→ **EXERCISE SET**
**A)** Decide whether each statement below agrees with the amendment speech, answering yes or no and quoting the words of the text that settle it. (i) Deputy Fitzpatrick suggested that interest rates be subsidized again. (ii) Deputy Desmond took part in the by-election. (iii) The President of the European Council wrote that unemployment within the Community must be the major item at the upcoming European Council meeting.
**B)** Condense the paragraph of the amendment speech that begins "The reality is something" into a short bulleted list that keeps its main facts.
**C)** From the amendment speech, quote word for word the passage from "The reality is" to "in this State.".

→ **EXTRACT TO READ**
I move amendment No. 1:

To delete all words after "Dáil Éireann" and substitute:

"approves the Government's policies to sustain employment in the face of the present serious international economic situation".

When I first addressed myself to the Labour Party motion I thought that it ignored — and still does — certain realities, but before commenting on that motion and on the realities it ignores I should acknowledge that Deputy Desmond's contribution for the most part, apart from some of his comments on the by-election in which for some strange reason he himself took no part, was significant for two reasons. Whereas Opposition Deputies tend to seek more and more money to solve problems that are all too easy to identify — we even had a little of that in the previous debate where Deputy Fitzpatrick was suggesting that we should again subsidise interest rates —Deputy Desmond, it should be said in fairness, took the other view, a generally responsible view although perhaps an unpopular view and acknowledged that it was a question of discipline, restraint and obligation to each other. He deserves recognition for taking that general view. But having acknowledged that, it does seem at the same time out of tune with the terms of the motion to which the Deputy also appends his name. The impression one gets from the motion is that the unemployment situation here is solely attributable to failure of Government policy and is "a massive indictment"— to quote —"of the Government's employment strategy". Of course that is not the reality.

The reality is something that we should all face, that our problem is not confined to Ireland. This is true to such an extent that the President of the European Council has written to his colleagues saying that unemployment within the Community must be the major item for discussion at the European Council meeting in a week's time. I shall return to that later. It is important that we should recognise that fact and not try to convey impressions of others that the problems existing here are attributable only to failures in this State.

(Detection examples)
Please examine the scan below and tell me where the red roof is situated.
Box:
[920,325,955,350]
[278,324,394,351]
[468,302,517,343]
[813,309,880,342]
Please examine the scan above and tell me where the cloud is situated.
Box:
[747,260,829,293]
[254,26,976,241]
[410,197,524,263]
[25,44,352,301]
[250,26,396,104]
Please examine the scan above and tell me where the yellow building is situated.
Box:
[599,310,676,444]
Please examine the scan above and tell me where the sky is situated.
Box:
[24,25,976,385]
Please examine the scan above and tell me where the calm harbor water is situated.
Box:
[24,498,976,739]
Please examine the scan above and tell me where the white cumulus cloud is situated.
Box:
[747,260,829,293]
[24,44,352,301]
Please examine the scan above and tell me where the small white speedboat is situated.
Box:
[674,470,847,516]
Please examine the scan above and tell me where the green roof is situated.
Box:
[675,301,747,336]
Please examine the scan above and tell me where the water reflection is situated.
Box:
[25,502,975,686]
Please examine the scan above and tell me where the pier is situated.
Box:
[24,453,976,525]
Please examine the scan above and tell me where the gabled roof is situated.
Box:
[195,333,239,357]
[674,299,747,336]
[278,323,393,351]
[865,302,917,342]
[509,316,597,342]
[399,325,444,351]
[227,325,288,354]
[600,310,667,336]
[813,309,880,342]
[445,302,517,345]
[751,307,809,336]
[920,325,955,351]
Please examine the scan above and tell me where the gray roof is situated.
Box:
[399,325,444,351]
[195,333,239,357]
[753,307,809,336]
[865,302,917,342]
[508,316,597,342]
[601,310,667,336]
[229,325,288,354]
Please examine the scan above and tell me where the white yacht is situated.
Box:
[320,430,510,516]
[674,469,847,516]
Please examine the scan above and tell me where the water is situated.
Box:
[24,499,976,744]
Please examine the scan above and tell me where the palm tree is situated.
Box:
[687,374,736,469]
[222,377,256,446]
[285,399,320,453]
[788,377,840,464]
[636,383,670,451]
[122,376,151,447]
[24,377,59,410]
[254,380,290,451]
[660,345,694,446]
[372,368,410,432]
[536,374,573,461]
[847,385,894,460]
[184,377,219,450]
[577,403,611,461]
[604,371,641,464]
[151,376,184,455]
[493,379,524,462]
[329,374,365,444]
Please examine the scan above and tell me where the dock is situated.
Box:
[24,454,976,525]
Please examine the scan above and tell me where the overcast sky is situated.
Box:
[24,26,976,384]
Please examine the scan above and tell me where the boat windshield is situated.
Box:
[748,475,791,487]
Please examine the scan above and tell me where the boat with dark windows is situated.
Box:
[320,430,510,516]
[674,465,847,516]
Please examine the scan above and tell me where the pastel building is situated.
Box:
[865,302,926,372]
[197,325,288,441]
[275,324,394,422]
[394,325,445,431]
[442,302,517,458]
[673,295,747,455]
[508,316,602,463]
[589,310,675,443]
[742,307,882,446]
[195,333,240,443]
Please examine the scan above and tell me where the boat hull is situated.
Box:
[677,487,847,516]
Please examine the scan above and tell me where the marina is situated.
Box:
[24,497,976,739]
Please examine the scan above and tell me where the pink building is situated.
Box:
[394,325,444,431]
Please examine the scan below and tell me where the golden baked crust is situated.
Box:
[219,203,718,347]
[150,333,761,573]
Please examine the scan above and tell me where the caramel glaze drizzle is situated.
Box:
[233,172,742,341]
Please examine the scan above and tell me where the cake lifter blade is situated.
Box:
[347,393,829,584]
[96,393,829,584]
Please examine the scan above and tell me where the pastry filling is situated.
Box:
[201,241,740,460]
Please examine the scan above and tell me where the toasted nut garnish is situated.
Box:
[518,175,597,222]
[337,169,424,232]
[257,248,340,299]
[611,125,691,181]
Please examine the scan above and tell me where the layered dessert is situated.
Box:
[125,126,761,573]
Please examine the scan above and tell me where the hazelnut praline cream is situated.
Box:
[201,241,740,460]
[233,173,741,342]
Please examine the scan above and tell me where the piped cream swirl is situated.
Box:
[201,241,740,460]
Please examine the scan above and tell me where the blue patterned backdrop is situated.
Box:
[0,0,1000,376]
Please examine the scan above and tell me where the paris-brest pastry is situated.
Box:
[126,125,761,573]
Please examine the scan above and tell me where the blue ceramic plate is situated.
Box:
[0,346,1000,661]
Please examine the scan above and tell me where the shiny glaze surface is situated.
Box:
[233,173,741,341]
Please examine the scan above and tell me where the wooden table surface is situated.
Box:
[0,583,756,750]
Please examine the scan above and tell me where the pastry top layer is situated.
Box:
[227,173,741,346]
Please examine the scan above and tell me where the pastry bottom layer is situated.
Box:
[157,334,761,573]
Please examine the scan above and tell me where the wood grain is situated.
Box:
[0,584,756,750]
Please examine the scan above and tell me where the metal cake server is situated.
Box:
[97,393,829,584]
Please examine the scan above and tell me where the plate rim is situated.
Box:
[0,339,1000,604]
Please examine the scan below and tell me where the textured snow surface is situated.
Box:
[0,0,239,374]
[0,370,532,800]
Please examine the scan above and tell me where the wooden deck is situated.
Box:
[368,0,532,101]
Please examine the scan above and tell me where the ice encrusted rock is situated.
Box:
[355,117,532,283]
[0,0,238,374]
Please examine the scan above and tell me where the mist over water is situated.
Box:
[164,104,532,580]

→ **ANSWER SET**
**A)**
(i) Yes: "Deputy Fitzpatrick was suggesting that we should again subsidise interest rates"
(ii) No: "in which for some strange reason he himself took no part"
(iii) Yes: "the President of the European Council has written to his colleagues saying that unemployment within the Community must be the major item for discussion at the European Council meeting in a week's time"

**B)**
- The unemployment problem is not confined to Ireland.
- The President of the European Council has written to his colleagues saying that unemployment within the Community must be the major item at the European Council meeting in a week's time.
- The speaker will return to that point later.
- This fact should be recognized, and no one should suggest that the problems here come only from failures in this State.

**C)**
The reality is something that we should all face, that our problem is not confined to Ireland. This is true to such an extent that the President of the European Council has written to his colleagues saying that unemployment within the Community must be the major item for discussion at the European Council meeting in a week's time. I shall return to that later. It is important that we should recognise that fact and not try to convey impressions of others that the problems existing here are attributable only to failures in this State.